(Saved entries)
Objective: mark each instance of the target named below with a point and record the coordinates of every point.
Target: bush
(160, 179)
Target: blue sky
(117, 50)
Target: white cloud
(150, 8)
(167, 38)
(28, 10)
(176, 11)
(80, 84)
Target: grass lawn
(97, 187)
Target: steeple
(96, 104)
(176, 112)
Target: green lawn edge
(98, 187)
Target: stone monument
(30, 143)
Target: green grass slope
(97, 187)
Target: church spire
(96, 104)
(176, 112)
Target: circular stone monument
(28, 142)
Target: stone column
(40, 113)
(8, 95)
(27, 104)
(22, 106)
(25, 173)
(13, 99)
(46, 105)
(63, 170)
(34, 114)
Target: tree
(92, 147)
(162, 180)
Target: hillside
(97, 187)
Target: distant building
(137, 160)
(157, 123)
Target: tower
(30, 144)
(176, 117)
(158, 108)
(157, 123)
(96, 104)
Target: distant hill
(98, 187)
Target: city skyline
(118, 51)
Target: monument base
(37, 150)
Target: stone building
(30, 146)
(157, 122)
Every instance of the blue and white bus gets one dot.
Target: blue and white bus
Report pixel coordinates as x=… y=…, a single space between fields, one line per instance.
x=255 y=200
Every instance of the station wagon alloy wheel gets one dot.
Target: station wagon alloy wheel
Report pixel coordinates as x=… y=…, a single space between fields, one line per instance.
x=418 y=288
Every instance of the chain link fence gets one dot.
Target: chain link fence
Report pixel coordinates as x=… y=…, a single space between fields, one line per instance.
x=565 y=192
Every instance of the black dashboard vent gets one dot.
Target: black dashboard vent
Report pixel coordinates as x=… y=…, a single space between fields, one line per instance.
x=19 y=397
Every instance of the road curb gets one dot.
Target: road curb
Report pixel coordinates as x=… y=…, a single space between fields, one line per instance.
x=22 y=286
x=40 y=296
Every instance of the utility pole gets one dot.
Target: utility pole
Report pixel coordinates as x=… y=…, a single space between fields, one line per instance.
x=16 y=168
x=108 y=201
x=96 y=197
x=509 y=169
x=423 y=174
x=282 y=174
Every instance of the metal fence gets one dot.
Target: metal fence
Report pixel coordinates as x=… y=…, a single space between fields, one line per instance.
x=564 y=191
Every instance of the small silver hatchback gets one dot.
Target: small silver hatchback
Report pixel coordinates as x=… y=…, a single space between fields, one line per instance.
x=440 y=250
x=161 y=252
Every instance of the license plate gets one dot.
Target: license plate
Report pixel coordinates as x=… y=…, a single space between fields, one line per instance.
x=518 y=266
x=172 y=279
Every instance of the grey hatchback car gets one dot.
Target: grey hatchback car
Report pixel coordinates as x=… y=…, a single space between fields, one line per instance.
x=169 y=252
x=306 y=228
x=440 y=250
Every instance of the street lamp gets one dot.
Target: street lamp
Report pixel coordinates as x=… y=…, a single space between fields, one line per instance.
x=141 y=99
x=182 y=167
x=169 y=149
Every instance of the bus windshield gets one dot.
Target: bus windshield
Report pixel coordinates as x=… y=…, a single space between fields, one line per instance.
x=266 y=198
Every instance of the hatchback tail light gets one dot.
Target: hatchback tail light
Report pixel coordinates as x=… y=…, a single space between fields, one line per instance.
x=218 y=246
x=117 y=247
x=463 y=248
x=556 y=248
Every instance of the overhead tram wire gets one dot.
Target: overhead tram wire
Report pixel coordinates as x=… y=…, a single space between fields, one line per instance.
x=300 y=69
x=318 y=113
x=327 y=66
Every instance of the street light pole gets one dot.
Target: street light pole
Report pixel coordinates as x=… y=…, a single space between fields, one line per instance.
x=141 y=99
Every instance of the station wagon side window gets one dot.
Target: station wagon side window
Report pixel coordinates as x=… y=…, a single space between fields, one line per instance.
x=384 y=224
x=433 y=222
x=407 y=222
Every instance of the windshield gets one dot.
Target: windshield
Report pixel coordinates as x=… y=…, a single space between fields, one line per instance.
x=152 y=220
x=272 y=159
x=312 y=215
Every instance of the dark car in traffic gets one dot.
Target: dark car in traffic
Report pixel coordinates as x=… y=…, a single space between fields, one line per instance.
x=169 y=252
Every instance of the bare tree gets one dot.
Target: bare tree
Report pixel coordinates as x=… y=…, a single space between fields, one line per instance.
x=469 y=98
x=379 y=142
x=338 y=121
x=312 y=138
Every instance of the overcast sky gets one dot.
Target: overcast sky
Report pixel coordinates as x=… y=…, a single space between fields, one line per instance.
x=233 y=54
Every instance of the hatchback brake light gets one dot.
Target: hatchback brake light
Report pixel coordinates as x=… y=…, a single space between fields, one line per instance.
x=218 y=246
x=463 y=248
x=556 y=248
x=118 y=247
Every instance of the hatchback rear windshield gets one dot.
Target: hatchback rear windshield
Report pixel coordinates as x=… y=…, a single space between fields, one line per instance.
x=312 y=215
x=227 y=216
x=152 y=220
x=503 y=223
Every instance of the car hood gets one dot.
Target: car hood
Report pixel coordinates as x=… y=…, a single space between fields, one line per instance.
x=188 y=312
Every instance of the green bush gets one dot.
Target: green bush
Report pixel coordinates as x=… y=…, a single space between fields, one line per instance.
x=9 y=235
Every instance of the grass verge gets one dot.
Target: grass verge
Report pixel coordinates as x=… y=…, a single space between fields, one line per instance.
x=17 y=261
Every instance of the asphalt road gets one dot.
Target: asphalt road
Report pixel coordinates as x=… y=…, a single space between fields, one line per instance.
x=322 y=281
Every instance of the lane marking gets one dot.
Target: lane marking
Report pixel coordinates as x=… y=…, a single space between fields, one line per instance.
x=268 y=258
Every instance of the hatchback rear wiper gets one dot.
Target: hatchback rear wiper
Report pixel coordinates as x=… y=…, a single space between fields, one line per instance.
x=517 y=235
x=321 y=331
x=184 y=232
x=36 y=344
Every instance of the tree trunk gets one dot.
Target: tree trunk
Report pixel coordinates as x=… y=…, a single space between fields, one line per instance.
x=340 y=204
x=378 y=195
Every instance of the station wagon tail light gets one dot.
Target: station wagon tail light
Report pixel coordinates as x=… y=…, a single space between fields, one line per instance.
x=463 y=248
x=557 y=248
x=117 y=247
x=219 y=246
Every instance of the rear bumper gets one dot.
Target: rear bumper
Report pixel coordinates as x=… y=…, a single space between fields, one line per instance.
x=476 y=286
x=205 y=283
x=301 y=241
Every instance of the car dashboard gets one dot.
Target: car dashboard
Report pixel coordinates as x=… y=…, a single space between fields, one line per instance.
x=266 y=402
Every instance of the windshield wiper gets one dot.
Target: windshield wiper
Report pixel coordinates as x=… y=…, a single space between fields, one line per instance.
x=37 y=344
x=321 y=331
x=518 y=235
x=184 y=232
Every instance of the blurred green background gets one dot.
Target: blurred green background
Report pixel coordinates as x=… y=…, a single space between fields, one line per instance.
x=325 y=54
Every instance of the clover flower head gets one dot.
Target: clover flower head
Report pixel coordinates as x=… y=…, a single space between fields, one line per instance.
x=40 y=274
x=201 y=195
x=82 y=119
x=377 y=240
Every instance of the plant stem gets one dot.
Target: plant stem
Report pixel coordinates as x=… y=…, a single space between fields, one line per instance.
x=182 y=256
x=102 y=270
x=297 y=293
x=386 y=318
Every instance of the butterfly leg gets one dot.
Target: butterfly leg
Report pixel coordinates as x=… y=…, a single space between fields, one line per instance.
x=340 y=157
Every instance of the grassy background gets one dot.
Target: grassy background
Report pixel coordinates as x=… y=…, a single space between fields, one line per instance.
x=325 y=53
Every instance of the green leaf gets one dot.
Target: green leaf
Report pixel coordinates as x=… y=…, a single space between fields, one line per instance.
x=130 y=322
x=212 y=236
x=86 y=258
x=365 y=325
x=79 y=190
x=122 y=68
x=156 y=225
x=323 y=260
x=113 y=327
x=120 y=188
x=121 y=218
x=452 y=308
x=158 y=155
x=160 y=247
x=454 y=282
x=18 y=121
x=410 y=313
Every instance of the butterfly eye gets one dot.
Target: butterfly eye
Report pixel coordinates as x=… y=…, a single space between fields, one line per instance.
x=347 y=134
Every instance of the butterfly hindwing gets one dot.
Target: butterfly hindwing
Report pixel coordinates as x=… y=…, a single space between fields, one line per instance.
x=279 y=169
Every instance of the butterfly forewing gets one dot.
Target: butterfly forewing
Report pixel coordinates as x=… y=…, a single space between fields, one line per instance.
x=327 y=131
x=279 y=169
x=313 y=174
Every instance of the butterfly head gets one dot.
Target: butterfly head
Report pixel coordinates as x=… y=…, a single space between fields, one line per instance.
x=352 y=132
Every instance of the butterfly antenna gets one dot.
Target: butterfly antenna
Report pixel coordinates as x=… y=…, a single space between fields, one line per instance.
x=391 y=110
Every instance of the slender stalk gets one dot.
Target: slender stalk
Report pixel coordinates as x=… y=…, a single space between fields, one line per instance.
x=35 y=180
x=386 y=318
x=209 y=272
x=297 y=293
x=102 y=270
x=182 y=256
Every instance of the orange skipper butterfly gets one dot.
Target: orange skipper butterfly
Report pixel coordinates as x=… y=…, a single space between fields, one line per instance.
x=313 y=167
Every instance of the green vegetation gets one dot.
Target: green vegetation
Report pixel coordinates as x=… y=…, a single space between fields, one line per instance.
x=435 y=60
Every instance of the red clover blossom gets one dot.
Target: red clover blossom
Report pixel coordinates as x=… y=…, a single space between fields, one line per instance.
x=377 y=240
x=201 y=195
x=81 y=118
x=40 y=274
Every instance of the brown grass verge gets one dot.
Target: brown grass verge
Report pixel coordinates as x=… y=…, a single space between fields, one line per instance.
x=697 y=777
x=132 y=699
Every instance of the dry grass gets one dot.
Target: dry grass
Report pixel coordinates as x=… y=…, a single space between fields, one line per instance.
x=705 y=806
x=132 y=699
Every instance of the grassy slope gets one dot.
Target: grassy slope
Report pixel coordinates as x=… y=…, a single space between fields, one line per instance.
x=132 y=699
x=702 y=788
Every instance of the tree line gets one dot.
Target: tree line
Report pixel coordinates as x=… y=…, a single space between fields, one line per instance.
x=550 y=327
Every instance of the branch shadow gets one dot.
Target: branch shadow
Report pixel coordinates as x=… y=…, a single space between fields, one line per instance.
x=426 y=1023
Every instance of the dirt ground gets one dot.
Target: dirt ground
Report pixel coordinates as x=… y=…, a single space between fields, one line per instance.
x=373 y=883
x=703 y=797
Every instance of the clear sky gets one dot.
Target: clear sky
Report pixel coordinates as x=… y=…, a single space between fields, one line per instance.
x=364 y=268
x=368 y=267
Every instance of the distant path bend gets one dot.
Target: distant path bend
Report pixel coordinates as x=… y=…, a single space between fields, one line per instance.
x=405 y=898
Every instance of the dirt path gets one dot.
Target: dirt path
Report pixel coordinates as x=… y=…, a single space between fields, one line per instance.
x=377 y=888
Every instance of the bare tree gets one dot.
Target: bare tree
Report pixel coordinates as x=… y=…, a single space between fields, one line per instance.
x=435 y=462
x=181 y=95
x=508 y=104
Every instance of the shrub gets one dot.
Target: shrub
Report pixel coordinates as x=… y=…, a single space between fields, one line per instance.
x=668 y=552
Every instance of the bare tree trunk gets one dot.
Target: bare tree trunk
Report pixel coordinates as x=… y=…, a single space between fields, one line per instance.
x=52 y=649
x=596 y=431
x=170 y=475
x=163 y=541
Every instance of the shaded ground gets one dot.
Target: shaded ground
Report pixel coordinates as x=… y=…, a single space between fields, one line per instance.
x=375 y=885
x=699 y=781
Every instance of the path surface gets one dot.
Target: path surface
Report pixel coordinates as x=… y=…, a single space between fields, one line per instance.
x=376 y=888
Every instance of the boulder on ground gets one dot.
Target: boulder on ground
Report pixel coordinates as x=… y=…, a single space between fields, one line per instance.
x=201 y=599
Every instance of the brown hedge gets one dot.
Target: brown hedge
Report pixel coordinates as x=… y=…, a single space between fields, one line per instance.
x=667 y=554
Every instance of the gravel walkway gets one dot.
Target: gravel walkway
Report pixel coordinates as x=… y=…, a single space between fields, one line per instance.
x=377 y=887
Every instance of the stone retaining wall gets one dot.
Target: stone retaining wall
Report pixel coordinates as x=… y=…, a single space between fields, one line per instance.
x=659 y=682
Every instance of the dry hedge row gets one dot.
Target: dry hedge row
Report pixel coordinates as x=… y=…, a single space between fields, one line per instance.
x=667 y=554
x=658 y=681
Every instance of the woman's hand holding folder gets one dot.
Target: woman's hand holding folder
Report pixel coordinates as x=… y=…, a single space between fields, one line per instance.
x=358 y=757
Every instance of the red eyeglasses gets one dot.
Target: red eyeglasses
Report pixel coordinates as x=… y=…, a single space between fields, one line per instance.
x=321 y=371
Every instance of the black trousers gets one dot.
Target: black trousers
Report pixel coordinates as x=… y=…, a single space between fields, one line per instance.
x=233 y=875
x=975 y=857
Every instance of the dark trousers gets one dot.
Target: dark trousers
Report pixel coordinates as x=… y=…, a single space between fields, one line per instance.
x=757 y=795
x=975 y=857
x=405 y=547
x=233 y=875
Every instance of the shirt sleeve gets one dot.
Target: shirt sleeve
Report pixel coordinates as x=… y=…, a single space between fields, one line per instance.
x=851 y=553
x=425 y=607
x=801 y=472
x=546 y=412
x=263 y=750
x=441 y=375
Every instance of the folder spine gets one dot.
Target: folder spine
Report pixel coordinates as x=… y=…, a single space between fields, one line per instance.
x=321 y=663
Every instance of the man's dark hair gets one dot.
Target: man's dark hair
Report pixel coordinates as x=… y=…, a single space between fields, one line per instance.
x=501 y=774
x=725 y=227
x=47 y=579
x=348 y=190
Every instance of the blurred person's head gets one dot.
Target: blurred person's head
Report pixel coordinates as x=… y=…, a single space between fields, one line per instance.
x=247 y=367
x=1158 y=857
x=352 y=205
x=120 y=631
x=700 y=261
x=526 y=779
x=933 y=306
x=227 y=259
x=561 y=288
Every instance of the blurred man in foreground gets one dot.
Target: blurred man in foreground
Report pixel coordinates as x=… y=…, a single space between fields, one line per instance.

§ **Problem details**:
Bring together all lines of the entries above in which the string "holding" occurs.

§ **Result of this exercise**:
Every instance of the woman's hand holding folder gets one dot.
Target: woman's hand holding folder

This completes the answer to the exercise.